» **REQUIREMENTS**
In the copy, keep every record exact and leave out all images.

» **RECORD EXCERPTS**
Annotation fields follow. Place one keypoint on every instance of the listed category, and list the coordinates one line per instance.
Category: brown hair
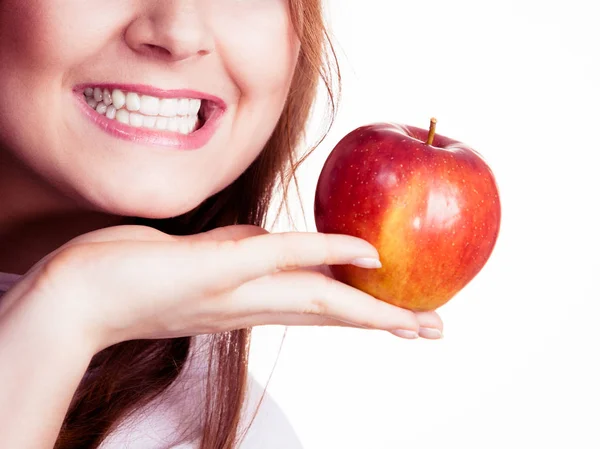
(131, 374)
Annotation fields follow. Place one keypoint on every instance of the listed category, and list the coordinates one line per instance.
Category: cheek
(260, 50)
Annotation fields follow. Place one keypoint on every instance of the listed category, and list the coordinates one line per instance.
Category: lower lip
(142, 136)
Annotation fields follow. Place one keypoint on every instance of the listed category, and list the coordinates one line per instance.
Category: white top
(167, 422)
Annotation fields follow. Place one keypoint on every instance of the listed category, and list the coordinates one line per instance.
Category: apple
(429, 204)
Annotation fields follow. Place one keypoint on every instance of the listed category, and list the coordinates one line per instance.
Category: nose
(172, 30)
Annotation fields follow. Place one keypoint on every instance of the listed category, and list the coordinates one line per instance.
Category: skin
(241, 51)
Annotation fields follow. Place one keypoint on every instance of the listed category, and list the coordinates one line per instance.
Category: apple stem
(432, 124)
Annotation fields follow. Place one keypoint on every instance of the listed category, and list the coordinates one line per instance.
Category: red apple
(428, 203)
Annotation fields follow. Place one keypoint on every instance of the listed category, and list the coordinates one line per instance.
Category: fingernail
(403, 333)
(366, 262)
(431, 333)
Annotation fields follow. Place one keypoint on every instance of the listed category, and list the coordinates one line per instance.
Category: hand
(135, 282)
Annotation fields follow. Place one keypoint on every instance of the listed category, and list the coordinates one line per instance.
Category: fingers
(315, 296)
(261, 255)
(430, 325)
(233, 232)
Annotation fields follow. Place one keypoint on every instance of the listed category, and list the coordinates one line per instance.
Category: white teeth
(111, 112)
(136, 119)
(161, 123)
(166, 114)
(149, 121)
(149, 105)
(101, 108)
(107, 97)
(118, 98)
(168, 107)
(183, 106)
(132, 102)
(194, 107)
(93, 103)
(173, 124)
(98, 94)
(123, 116)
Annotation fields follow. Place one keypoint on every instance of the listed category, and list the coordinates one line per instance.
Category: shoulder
(271, 429)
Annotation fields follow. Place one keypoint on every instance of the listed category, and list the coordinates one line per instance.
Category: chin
(148, 204)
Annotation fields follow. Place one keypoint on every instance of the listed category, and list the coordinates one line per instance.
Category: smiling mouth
(177, 115)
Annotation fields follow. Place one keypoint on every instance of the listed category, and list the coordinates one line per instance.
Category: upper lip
(155, 91)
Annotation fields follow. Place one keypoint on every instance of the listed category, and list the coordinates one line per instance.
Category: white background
(518, 367)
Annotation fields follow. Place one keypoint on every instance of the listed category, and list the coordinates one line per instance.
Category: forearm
(42, 361)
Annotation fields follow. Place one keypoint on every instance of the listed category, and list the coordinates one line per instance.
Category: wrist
(50, 321)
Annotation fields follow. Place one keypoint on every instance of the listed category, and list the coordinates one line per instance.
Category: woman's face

» **CORRECT RESPONSE**
Annotation fields follow. Place one keypoint on every instance of the listed category, and list the coordinates one line per instance.
Category: brown hair
(131, 374)
Annotation fields follow. Place one keypoint on every instance of the listed category, and list the coordinates one line per instance.
Category: cheek
(260, 50)
Annotation fields follow. Place one keypoint on every instance of the listed category, and list the coordinates one line per instance.
Category: lower lip
(142, 136)
Annotation fields follow. Place one keypoint on every instance of the listed category, and list the coordinates one line per instance.
Category: white top
(167, 422)
Annotation fields follow. Place one keypoint on every instance of the listed category, and list the coordinates one line per instance.
Category: apple
(429, 204)
Annotation fields follow. Place one keypoint on every instance of the listed category, and list the coordinates one line per instance.
Category: nose
(172, 30)
Annotation fields follow. Place one keypoint on every instance of the listed category, and list the coordinates one line per instance.
Category: skin
(241, 51)
Annotation fields follow. Place one keypoint on every instance of the listed category, and list the coordinates one line per instance.
Category: apple stem
(432, 124)
Annotation fields follow. Place one keypoint on every instance of the listed category, and list the coordinates one line per instance.
Category: red apple
(428, 203)
Annotation fields follow. Place one keypoint on every instance of the listed category, and list the coordinates one line per instance.
Category: fingernail
(403, 333)
(366, 262)
(431, 333)
Annotation fields follow. Place one keypoint on every instance of the listed category, and list the coordinates one line per instance.
Category: hand
(135, 282)
Annotation fields follow. Place one keypoint on every instance of the listed category, and list the coordinates one line per instance.
Category: fingers
(315, 296)
(261, 255)
(430, 325)
(233, 232)
Annotation fields follow. Place one keypoint on every instance of the listed category, and list the coordinates one line per instance.
Category: white teeth
(111, 112)
(136, 119)
(161, 123)
(166, 114)
(149, 121)
(149, 105)
(101, 108)
(107, 97)
(118, 98)
(168, 107)
(183, 106)
(132, 102)
(194, 107)
(93, 103)
(173, 124)
(98, 94)
(123, 116)
Annotation fields follow. Place one keypoint on every instance of the listed category, and list the coordinates one line per instance.
Category: shoulder
(271, 429)
Annotation fields follow. Place one keypoint on every instance of the listed category, and list the coordinates one line per instance.
Category: chin
(148, 204)
Annotation fields follow. Place one keypoint on every instance of the listed category, and list the coordinates one line per instance.
Category: smiling mouth
(177, 115)
Annotation fields follow. Place one keypoint on every instance of the listed category, and list the coordinates one line per instance.
Category: upper lip
(155, 91)
Annotation fields follow. Place one keypoint on every instance of the listed category, and list the coordinates one line per instance.
Category: white background
(518, 367)
Annotation fields follow. Place one keypoint on every instance of the listed category, and list the coordinates one line per instance.
Category: forearm
(42, 361)
Annotation fields follow. Place one keypoint on every instance of the listed category, and list the coordinates one line per instance.
Category: wrist
(50, 321)
Annotation fields follow. Place one keypoint on every instance of the listed category, and list the coordinates one line per instance.
Category: woman's face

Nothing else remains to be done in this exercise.